Textauszug>
--------------------
Lohengrin ist unterwegs. Der Ritter macht sich auf den Weg und kommt gerade noch rechtzeitig nach Flandern, um Elsa von Brabant zu retten. Als Unbekannter, Unerkannter und Fremder zieht er ein (und fremd zieht er wieder von dannen). Nike Wagner, die neue Leiterin des Weimarer Festivals, fürchtet, dass es ihr nicht viel anders gehen wird in einigen Jahren. Sie hat sich auf ein schwieriges Pflaster eingelassen. Und sie weiß das:

Von Frieder Reininghaus |
    Ich will kein besinnungsloses Spaß- und Event-Kultur-Festival hier machen, sondern ein genau strukturiertes, dramaturgisch sinnvoll zusammengebautes Festspiel-Konzept bieten; ich möchte damit nicht nur Weimar und Thüringen ansprechen, sondern v.a. auch überregionale Besucher, Besucher aus Europa.
    Gewiss, genau strukturiert und dramaturgisch sinnvoll konzipiert erscheint die erste Ausgabe von "pèlerinages". Und vielerlei war und ist gerade hier in Weimar zu bedenken - vornan das politisch und ästhetisch wechselvolle Schicksal der Stadt und die besondere Aura ihrer Kultur. Aber eben auch Schrecken und Verderben, die Verbrechen im Lager Buchenwald, direkt oberhalb der Stadt.

    Dem Andenken Buchenwalds gewidmet war das Eröffnungskonzert. Es wurde aus gutem Grund nicht am "Originalschauplatz" im ehemaligen nationalsozialistischen Konzentrations- und sowjetischen Gefangenen-Lager ausgerichtet, sondern im Kongress-Zentrum - einem sehr neutraler Ort, der die fast ungeteilte Konzentration auf die Musik erlaubt.

    Dass aber nichts im Programm sich auf den Kontinent der antifaschistischen oder antistalinistischen Musik bezog, erschien als postmoderne Volte: Optimistisch und "lebensbejahend" sollte die Musik sein, die da nach so langer Zeit erinnert. Vor Gustav Mahlers "Lied von der Erde" tat dies die Koppelung des durch die Nazi-Zeit besonders kontaminierten "Lohengrin"-Vorspiels mit György Ligetis "Atmosphères", die Marc Albrecht (als Sohn des früheren Weimarer GMDs George-Alexander Albrecht) mit der ortsansässigen Staatskapelle durchmaß.

    Der Geist des Ur-Urgroßvaters Franz Liszt - er war der Titelspender des Kunstfestes - war höchst präsent am Eröffnungswochenende: Junge Russen stemmten sein Es-Dur-Konzert im luftig frischen, regnerischen Schloßhofabend (und von nebenan drang schon die Rockband gewaltig herüber, die den Weimaren zum plebiszitär akzeptierten Tanz aufspielte). An Liszt als Mann der entschiedenen Moderne des 19. Jahrhunderts, des Fortschritts, der Zukunft, erinnerte nicht nur die Eröffnungsmatinee mit einem brillanten Vortrag von Nike Wagner und den von Marc-André Hamelin phantastisch zelebrierten und beschleunigten "Suisse"-Bildern der "Années de pèlerinage", sondern auch die mediale Aufbereitung der auf zwei Klaviere übertragenen "Dante-Symphonie". Sunnyi Melles las mit etwas schwacher Stimme Verse des italienischen Dichters dazu; die bewegten Bilder operierten mit den von Liszt bei Bonaventura Genelli in Auftrag gegebenen Illustrationen in ihrer schwülen Weiterentwicklung durch Gustave Doré. Das erschien durchaus exquisit.
--------------------
Aufgaben>
A. Gib den Abschnitt des Textauszugs wortgetreu wieder, beginnend bei „Dem Andenken Buchenwalds“ und endend bei „die Musik erlaubt.“.
B. Beantworte anhand des Textauszugs die folgenden Fragen:
(i) Welchen Titel trägt die erste Ausgabe des Festivals?
(ii) Wo wurde das Eröffnungskonzert ausgerichtet?
(iii) Wer las die Verse zur „Dante-Symphonie“?
Die Datensätze werden hierfür nicht benötigt.

Dateneinträge:
--------------------
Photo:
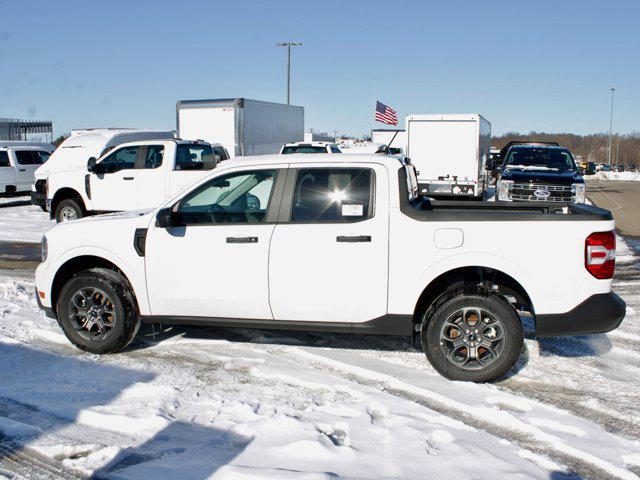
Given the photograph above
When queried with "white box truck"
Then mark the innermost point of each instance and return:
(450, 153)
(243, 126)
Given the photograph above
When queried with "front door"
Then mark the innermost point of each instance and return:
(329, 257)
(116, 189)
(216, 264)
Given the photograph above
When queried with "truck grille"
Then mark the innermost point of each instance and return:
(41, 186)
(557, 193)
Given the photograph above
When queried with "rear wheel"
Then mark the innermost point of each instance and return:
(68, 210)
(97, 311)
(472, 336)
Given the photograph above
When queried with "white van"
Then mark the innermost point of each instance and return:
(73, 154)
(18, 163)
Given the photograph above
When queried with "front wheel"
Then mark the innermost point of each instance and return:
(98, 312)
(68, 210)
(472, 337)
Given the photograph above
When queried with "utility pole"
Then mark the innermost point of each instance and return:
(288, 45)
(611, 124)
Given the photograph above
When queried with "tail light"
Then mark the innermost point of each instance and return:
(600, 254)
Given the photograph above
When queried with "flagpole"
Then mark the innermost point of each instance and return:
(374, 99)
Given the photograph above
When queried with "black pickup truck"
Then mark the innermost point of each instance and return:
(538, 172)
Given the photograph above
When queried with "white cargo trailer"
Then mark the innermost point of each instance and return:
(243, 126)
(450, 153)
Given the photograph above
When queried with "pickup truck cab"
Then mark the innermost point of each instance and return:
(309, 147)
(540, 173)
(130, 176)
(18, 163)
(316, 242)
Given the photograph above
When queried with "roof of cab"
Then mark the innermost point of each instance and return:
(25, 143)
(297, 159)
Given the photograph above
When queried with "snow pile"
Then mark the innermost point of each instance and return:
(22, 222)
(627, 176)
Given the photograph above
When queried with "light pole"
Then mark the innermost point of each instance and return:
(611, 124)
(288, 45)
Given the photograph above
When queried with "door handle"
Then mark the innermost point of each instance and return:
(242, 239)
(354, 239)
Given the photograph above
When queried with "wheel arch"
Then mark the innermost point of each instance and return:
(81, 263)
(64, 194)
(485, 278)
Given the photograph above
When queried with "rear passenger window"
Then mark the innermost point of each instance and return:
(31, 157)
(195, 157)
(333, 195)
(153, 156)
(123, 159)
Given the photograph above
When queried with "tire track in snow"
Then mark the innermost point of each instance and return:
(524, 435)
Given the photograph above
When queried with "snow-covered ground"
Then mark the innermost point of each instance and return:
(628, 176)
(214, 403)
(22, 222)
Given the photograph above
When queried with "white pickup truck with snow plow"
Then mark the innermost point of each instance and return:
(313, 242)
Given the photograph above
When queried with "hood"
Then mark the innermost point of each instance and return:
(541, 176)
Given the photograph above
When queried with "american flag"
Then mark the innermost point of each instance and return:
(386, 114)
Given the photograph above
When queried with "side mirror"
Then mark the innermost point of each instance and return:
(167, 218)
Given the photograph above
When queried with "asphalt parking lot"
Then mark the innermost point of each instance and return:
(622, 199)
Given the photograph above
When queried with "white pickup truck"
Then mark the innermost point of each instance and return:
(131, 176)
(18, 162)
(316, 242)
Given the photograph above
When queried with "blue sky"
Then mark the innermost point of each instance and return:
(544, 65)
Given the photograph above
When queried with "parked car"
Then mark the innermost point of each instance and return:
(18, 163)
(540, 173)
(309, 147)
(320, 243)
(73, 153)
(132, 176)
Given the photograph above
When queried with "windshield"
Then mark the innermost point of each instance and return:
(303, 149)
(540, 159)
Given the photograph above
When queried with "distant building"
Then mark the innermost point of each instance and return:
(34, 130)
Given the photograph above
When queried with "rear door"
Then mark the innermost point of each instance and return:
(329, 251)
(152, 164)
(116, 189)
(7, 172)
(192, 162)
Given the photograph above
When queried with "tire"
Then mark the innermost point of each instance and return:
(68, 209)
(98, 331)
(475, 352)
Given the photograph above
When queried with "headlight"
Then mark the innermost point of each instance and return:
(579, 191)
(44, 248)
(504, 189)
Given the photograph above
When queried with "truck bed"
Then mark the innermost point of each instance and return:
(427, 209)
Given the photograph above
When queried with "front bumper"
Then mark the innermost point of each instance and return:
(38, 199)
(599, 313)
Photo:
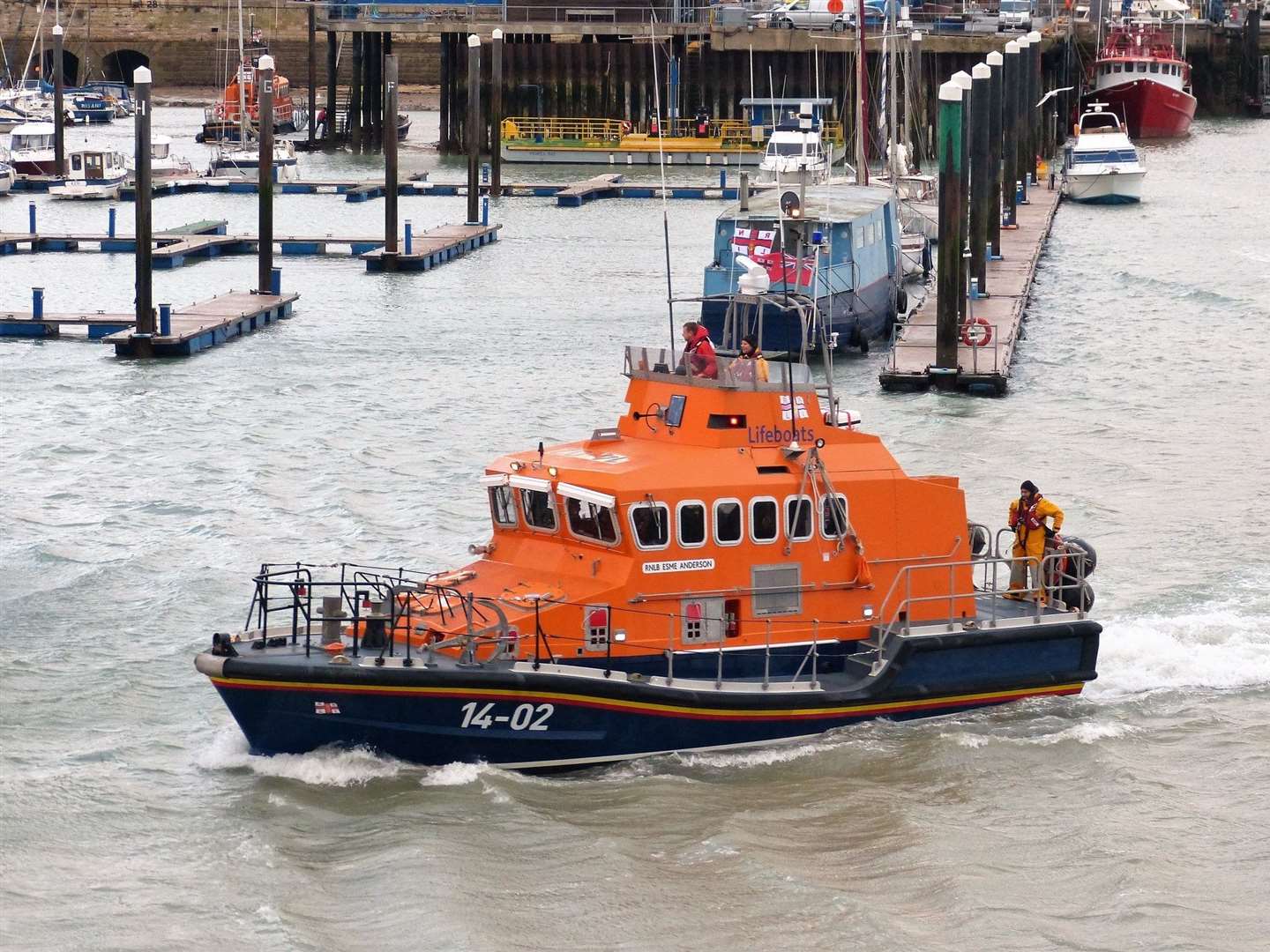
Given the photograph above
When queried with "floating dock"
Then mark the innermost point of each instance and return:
--------------------
Erwartete Ergebnisse>
A.
Dem Andenken Buchenwalds gewidmet war das Eröffnungskonzert. Es wurde aus gutem Grund nicht am "Originalschauplatz" im ehemaligen nationalsozialistischen Konzentrations- und sowjetischen Gefangenen-Lager ausgerichtet, sondern im Kongress-Zentrum - einem sehr neutraler Ort, der die fast ungeteilte Konzentration auf die Musik erlaubt.

B.
(i) „pèlerinages“
(ii) Im Kongress-Zentrum
(iii) Sunnyi Melles